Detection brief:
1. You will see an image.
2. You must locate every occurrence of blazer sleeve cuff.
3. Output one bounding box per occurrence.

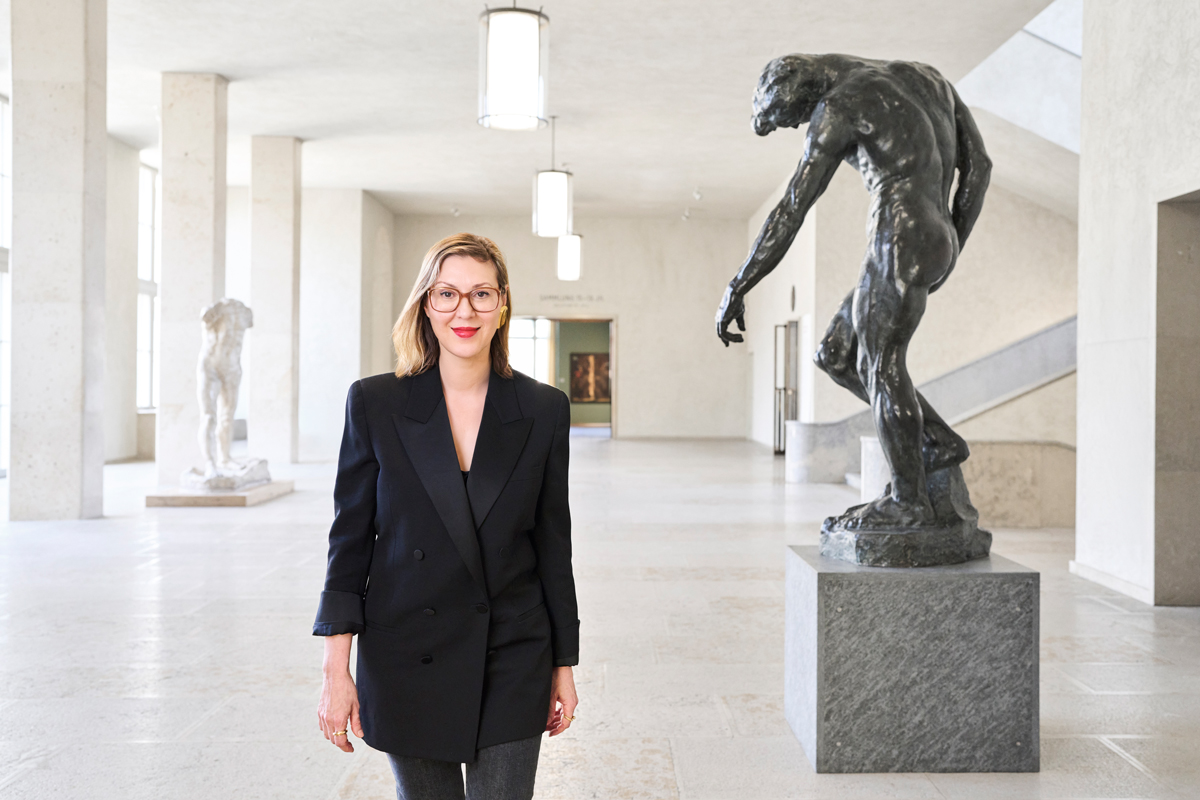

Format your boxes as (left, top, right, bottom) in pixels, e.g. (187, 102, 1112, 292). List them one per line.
(312, 590, 365, 637)
(551, 621, 580, 666)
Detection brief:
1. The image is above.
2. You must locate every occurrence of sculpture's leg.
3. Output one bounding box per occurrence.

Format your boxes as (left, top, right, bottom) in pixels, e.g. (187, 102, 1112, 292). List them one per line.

-- Exercise --
An exact copy of the material above is required, free of any pictures.

-- Your solution --
Detection brief:
1. You will see an image.
2. You must locate every occurrence of blazer sleeve cuff.
3. Output one bounding box per occurrence.


Format your boxes as (left, top, right, bottom) in pixels, e.g. (187, 102, 1112, 292). List them one per line.
(312, 590, 365, 637)
(551, 621, 580, 666)
Detection brief:
1. The image is above.
2. You must locate every occurrence of sculpture's leg.
3. Output one bounding box per occurrence.

Format your boxes as (left, top, right, bottom) in pixels, e.g. (187, 102, 1112, 292). List them one per line.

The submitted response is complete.